Testo di partenza:
Ma sperava invano. “Non solo a Bruxelles, cresce il numero di coloro che pensano che un intervento militare nel Kosovo sia inevitabile”, annotava il ministro tedesco della Difesa, Scherping, il 17 gennaio ’99 sul suo diario. Le notizie da Rambouillet non suonavano favorevoli. Sul giornale comparivano foto, più eloquenti dei comunicati infuocati: la ministra degli Esteri americana abbraccia Hashim Thaci, un terrorista affannosamente ricercato da Belgrado. Il ministro degli Esteri tedesco agita il pugno contro Milan Milutinovic, il presidente serbo. Il 23 marzo Vesna ebbe da un’amica a Paracin la notizia dello stato d’emergenza. Con sua madre, la sera stessa fu a Belgrado a caricare Sanja con la sua roba sulla vecchia Mercedes del nonno. All’una di notte del 24 marzo, avevano preso tutto e partirono: poche ore dopo ululavano le sirene di Belgrado, sopra la città rombavano i bombardieri, gli F-16  e F-18 ultrasonici, gli F117 ritenuti invisibili, i lenti e grossi A 10 con i loro proiettili all’uranio, gli ECR Tornado tedeschi, irraggiungibili per la contraerea jugoslava. Per la prima volta, dopo la seconda guerra mondiale, c’erano i Tedeschi a bombardare, per la terza volta nel XX secolo c’erano loro ad attaccare la Serbia. Nel viaggio di ritorno a Varvarin, Vesna abbracciava forte la figlia: “Ora sei al sicuro, figliola” – consolava così Sanja.

Dati:
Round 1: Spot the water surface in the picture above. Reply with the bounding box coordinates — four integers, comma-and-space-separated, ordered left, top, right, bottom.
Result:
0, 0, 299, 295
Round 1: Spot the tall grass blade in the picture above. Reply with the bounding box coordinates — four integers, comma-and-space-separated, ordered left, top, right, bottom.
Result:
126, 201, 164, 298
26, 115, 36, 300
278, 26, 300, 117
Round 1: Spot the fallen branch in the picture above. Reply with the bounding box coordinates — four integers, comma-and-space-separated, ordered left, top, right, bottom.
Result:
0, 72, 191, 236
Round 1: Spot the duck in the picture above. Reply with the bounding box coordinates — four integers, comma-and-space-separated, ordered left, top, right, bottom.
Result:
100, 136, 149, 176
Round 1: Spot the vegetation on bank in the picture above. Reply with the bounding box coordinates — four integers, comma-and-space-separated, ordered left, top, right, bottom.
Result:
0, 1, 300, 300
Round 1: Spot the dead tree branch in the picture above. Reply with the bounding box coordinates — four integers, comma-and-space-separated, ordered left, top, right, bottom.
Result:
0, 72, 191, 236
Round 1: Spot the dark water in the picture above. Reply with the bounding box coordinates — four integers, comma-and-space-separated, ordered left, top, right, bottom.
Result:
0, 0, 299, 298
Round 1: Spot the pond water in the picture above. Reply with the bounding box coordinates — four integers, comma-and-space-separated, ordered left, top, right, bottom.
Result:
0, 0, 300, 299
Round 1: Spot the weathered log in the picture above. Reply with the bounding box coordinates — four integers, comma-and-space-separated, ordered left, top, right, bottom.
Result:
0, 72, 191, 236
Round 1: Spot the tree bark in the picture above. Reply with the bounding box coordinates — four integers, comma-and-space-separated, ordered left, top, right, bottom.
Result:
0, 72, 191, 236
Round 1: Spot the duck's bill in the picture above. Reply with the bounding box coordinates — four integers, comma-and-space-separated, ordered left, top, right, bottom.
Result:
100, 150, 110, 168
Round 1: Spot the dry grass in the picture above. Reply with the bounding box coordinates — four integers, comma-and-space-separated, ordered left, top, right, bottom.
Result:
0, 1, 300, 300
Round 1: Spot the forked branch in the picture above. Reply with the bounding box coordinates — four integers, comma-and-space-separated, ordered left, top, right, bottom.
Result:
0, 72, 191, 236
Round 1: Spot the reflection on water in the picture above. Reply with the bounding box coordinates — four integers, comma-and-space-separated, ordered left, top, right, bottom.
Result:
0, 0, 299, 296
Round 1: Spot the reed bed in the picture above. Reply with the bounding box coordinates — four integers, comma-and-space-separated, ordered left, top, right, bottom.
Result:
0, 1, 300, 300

...

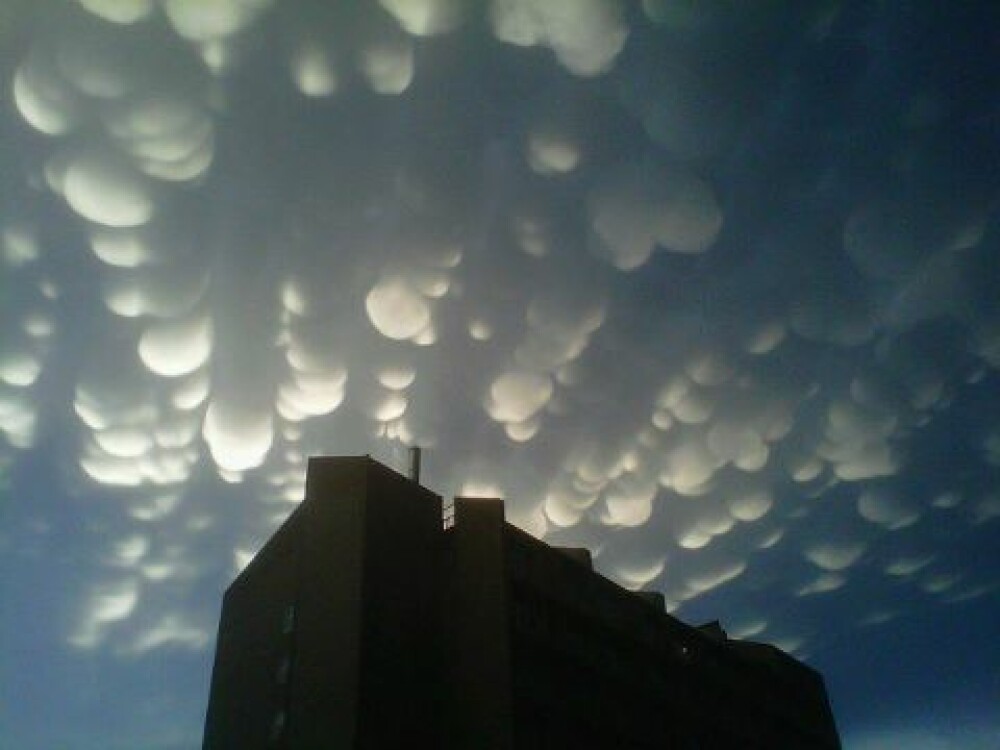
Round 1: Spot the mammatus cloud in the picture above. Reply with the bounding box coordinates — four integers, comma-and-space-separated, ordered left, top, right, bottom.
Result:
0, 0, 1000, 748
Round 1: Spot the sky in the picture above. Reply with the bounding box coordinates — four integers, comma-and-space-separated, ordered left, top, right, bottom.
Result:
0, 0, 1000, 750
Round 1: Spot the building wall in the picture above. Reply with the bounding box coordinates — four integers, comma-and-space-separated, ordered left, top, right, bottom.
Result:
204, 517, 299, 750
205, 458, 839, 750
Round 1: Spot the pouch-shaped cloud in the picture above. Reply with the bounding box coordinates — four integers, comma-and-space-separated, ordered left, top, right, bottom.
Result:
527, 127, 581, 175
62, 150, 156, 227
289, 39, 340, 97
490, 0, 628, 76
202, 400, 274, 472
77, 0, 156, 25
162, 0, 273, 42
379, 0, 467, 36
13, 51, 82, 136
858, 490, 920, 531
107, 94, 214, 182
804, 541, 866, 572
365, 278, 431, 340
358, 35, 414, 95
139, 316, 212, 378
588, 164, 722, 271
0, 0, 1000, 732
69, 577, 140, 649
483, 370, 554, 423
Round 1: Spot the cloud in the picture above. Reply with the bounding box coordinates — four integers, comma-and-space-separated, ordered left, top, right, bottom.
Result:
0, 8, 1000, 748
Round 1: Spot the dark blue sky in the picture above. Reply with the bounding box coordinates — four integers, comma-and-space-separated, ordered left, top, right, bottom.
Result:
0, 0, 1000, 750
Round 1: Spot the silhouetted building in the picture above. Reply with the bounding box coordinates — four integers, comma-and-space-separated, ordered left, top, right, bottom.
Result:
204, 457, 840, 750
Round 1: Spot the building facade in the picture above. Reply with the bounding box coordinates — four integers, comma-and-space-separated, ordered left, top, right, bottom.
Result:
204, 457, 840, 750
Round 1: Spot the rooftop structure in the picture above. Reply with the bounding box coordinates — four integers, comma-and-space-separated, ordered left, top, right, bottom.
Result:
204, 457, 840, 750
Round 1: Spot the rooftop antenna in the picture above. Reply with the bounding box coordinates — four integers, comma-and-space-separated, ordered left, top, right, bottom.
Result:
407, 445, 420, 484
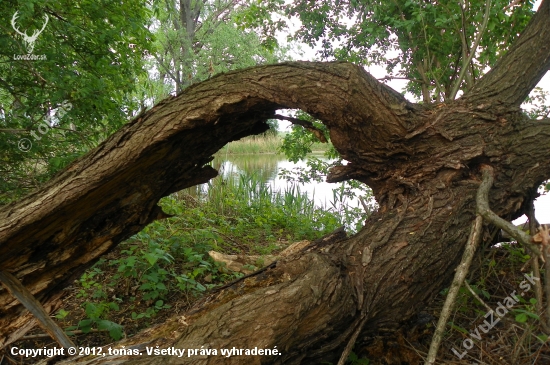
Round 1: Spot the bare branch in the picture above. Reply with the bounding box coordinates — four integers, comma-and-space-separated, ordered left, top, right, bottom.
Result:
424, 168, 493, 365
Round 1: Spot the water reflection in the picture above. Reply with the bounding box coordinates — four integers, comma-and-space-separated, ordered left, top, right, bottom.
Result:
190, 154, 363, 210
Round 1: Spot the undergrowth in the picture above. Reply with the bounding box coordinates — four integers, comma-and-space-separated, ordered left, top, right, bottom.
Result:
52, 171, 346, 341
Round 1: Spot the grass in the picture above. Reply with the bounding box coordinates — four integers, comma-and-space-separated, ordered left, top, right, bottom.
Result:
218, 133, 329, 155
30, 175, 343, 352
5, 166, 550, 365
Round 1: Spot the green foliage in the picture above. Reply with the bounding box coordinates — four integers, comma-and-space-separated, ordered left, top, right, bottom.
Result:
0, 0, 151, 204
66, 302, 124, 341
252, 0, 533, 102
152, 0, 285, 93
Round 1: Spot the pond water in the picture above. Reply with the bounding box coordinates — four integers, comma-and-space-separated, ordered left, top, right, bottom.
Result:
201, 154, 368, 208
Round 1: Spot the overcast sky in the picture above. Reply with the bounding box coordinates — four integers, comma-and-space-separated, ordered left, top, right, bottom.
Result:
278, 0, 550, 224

==

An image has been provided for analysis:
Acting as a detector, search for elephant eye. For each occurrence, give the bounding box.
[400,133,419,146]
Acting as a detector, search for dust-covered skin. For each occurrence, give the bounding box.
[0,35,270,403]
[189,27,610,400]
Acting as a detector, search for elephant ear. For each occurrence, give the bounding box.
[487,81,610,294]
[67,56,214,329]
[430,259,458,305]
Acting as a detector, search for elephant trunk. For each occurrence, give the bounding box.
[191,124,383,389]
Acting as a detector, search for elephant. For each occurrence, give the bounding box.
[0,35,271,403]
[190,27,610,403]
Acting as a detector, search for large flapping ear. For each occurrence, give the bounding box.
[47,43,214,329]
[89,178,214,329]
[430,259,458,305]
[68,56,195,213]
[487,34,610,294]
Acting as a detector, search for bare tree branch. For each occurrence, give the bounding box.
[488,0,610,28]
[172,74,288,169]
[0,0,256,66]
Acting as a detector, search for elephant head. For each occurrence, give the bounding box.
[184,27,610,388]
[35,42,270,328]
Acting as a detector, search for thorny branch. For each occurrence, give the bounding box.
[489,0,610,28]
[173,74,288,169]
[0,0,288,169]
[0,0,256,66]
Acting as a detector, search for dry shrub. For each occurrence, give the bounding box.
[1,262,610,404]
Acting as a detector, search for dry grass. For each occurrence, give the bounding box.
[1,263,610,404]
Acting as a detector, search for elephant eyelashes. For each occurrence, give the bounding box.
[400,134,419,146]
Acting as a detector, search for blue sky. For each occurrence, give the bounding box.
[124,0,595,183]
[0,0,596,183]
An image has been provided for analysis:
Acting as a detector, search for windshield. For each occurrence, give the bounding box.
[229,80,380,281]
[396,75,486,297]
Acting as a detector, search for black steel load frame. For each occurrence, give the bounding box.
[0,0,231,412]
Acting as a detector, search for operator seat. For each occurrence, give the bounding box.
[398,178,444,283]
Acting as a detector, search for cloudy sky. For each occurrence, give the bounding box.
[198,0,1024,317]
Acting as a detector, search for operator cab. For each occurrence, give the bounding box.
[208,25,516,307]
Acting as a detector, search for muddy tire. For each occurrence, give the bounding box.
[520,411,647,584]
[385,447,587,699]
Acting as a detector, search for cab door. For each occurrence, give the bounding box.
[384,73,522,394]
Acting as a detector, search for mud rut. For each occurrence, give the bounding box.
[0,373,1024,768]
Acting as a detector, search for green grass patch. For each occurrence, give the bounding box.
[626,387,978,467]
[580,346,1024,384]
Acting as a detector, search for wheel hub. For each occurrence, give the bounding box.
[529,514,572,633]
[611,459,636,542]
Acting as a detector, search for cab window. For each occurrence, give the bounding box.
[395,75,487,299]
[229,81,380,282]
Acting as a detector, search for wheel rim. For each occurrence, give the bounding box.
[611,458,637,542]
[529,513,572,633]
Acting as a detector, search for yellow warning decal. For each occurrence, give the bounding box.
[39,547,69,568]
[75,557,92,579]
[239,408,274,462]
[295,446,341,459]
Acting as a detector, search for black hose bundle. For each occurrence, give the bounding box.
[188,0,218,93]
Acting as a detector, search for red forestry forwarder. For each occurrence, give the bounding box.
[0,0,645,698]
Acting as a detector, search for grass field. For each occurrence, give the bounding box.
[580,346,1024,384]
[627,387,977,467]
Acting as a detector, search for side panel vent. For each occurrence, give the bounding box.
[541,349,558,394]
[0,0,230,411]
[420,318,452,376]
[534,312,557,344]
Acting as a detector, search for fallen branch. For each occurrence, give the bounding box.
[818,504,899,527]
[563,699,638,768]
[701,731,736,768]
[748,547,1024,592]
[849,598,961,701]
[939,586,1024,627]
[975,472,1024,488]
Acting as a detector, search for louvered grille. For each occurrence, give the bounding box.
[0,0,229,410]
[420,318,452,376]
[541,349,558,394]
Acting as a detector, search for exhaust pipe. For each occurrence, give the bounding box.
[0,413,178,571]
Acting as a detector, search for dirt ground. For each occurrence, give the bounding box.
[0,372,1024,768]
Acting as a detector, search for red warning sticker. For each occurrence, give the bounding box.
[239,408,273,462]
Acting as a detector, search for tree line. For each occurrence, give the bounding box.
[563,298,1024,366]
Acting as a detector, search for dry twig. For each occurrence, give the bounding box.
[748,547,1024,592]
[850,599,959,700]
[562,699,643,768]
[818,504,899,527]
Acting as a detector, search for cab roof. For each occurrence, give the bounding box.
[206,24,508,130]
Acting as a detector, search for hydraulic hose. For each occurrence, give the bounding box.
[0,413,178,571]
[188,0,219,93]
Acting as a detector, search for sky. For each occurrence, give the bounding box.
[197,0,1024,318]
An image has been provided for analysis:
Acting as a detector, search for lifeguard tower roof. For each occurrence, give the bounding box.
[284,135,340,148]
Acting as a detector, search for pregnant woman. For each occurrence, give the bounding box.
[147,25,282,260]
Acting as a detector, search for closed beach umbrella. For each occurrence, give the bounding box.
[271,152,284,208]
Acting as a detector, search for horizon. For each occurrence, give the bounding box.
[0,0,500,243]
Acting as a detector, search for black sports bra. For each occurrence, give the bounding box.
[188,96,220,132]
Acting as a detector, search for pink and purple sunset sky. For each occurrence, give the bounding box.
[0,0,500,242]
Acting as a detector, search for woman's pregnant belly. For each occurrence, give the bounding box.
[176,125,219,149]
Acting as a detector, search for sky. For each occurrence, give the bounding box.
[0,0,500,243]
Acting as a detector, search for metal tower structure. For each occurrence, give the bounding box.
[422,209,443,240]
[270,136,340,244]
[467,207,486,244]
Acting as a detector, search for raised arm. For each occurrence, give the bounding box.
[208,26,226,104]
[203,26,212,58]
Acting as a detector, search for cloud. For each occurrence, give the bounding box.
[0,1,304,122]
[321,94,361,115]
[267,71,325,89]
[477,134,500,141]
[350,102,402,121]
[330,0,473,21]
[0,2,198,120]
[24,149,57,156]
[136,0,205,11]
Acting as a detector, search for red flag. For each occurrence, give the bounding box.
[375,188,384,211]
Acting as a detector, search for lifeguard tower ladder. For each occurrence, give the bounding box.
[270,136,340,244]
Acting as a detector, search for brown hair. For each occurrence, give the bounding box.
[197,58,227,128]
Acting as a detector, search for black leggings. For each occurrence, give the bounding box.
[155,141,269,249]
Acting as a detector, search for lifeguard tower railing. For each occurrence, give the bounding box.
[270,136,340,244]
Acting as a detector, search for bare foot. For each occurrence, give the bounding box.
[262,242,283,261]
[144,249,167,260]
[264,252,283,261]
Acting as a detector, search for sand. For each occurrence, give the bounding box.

Consegna: Elenchi tutti i modelli di aereo che, secondo il brano sui bombardamenti di Belgrado, rombavano sopra la città dopo l'ululato delle sirene.

Risposta attesa:
F-16
F-18
F117
A 10
ECR Tornado